The prosodic event metric 220 may be used alone as an indicator of the quality of the speech sample 204 or an indicator of the quality of prosody in the speech sample 204. Further, the prosodic event metric 220 may be provided as an input to a scoring model, where the speech sample is scored using the scoring model based at least in part upon the prosodic event metric.
Outputs from the automatic speech recognizer, such as the syllable to speech sample matching and speech recognizer metrics 314 (e.g., outputs of the automatic speech recognizer 310 and internal variables used by the automatic speech recognizer 310), and the speech sample 304 are used to perform event recognition metric extraction at 316. For example, the event recognition metric extraction can extract attributes of the speech sample 304 at the syllable level to generate the event recognition metrics 318. Example event recognition metrics 318 can include a power measurement for each syllable, a pitch metric for each syllable, a silence measurement metric for each syllable, a syllable duration metric for each syllable, a word-identity associated with a syllable, a dictionary stress associated with the syllable (e.g., whether a dictionary notes that a syllable is expected to be stressed), a distance from a last syllable with a stress or tone metric, as well as others.

**GOAL:**
Answer these questions about the prosody excerpt:
(a) What may the prosodic event metric be provided as an input to?
(b) At what level does event recognition metric extraction extract attributes of the speech sample?
(c) What does the dictionary stress associated with a syllable indicate?
Nothing in the material after this passage is needed here.

**ROWS:**
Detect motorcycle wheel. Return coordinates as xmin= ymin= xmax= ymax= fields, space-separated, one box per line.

...

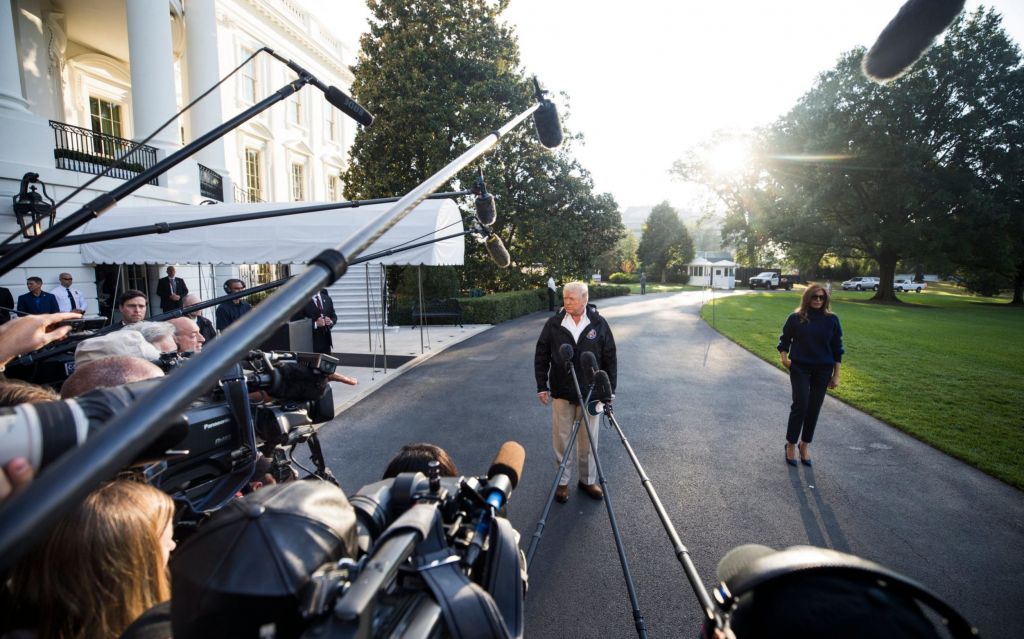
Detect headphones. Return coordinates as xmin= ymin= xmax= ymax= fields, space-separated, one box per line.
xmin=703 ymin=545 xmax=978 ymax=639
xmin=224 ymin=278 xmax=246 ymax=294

* * *

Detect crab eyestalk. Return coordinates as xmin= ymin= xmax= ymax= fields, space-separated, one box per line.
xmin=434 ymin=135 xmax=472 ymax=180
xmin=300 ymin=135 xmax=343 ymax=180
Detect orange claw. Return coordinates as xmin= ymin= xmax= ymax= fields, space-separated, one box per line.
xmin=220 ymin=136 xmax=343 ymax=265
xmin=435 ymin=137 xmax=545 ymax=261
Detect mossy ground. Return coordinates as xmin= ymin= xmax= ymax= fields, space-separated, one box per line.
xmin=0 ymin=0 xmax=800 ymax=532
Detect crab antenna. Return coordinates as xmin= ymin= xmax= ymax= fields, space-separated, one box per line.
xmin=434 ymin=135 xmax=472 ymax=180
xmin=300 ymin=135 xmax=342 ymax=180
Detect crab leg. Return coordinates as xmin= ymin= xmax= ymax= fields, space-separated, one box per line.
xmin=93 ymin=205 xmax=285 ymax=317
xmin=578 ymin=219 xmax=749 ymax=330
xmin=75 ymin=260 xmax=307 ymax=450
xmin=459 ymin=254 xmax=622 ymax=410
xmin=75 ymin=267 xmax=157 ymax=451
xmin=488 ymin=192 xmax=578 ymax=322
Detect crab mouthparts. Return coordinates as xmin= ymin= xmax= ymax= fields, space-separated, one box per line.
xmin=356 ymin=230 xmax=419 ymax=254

**FINISHED ANSWER:**
(a) A scoring model.
(b) The syllable level.
(c) Whether a dictionary notes that the syllable is expected to be stressed.